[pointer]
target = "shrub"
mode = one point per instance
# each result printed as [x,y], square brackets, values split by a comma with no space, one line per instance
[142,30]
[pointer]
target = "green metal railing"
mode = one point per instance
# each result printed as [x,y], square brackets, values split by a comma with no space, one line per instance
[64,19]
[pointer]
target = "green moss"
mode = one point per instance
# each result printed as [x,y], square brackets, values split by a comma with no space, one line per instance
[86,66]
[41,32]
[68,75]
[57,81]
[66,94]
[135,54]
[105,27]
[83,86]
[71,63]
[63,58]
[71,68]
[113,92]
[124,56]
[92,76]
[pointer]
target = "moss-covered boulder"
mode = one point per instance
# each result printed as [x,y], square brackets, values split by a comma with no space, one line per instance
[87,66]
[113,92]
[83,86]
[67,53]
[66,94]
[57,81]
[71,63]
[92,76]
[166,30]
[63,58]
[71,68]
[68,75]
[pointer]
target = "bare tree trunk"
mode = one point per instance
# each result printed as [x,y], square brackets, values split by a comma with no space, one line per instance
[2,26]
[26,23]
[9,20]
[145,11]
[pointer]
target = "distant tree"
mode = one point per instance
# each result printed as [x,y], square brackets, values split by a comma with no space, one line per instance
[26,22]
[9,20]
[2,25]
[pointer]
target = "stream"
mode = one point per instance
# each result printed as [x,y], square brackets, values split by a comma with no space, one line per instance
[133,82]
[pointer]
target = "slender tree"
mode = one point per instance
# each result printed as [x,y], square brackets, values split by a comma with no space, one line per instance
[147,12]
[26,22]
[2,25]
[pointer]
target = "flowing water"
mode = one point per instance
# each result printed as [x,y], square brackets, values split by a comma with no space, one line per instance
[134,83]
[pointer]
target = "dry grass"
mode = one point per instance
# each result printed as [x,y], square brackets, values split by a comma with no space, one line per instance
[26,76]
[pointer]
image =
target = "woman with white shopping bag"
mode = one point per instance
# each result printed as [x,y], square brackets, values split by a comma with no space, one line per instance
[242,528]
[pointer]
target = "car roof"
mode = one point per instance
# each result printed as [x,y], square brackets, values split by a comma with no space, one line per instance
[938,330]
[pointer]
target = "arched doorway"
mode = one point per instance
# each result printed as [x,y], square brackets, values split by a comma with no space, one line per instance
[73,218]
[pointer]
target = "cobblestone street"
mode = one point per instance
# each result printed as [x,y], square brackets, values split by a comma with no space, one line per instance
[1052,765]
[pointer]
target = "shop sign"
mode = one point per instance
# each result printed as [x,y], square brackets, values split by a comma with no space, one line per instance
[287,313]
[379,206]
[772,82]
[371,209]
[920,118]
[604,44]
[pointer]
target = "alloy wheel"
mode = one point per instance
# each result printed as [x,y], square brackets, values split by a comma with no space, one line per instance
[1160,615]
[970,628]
---+---
What the exercise asks: Take the material above and reproduce it word for word.

Response:
[pointer]
target = "shrub"
mode = one point per instance
# each result printed as [x,y], square brackets, values split by a comma with no space, one line per instance
[142,30]
[pointer]
target = "green metal railing"
mode = one point per instance
# each result printed as [x,y], square brackets, values split by a comma with no space, one line per instance
[64,19]
[pointer]
target = "green moss"
mode = one point per instance
# each result printed as [x,y], square brackets, values split by a comma with no space, one line per instance
[86,66]
[41,32]
[68,75]
[57,81]
[66,94]
[135,54]
[105,27]
[83,86]
[71,63]
[63,58]
[71,68]
[113,92]
[124,56]
[92,76]
[pointer]
target = "moss-covered boulder"
mode = one point per instance
# each result printed as [x,y], square brackets, values split by a comma with no space, one line per instance
[87,66]
[113,92]
[83,86]
[67,53]
[66,94]
[57,81]
[71,63]
[92,76]
[166,30]
[63,58]
[71,68]
[68,75]
[pointer]
target = "bare tree trunk"
mode = one point per instance
# each result printed as [x,y], square brackets, values split by a comma with no space, one line per instance
[2,26]
[26,23]
[9,20]
[145,11]
[pointer]
target = "distant tree"
mode = one point per instance
# each result printed as [x,y], square brackets, values split by a comma with no space, one line per instance
[26,22]
[9,20]
[2,25]
[pointer]
target = "stream"
mode = one point per instance
# each result printed as [x,y], square brackets, values split by a comma with no space, one line per instance
[133,82]
[pointer]
target = "slender tree"
mode = one point per instance
# each result printed as [x,y], square brackets, values split by a comma with no space, one line per instance
[147,12]
[26,22]
[2,25]
[pointer]
target = "flowing water"
mode = one point per instance
# each result printed as [x,y], square brackets, values split by a comma with no space, one line per instance
[134,83]
[pointer]
target = "dry grass"
mode = one point per instance
# each result printed as [x,y], square brackets, values split by a comma with no space, one line per instance
[26,76]
[pointer]
image =
target = "woman with white shopping bag"
mode = one point per instance
# each result printed as [x,y], square brackets, values split by a comma with no space, one line per instance
[242,528]
[pointer]
target = "car roof"
mode = one point per instance
# each result printed as [x,y], square brackets, values split by a comma with no space, one line per instance
[938,330]
[pointer]
target = "arched doorway"
mode = one point per instance
# each result printed as [x,y], square brackets, values split by a comma with no space, one line per instance
[73,218]
[pointer]
target = "cobblestone street"
mode = one point per instance
# each result printed as [x,y], square brackets, values split by a comma with no space, one line per instance
[1052,765]
[pointer]
target = "shop sign"
mode = one point per instance
# each result printed as [x,y], square brackets, values split by a comma with no space, one line per instance
[287,313]
[379,206]
[772,82]
[371,209]
[920,118]
[604,44]
[pointer]
target = "alloy wheel"
mode = one point per instance
# each result printed as [x,y], square brackets, values split by a comma with no space, one line per instance
[1160,615]
[970,628]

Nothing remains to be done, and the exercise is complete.